Point placement records:
__________

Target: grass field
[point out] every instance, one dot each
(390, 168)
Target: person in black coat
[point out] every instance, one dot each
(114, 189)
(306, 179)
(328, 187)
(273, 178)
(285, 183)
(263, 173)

__________

Instructions to follow: Please repeat the listing above line for line, with no changes.

Solved exercise:
Target: grass field
[point out] every instance, one dot each
(390, 168)
Target: person in black coat
[point out] every instance, one dot each
(114, 189)
(306, 179)
(328, 187)
(273, 178)
(285, 183)
(263, 173)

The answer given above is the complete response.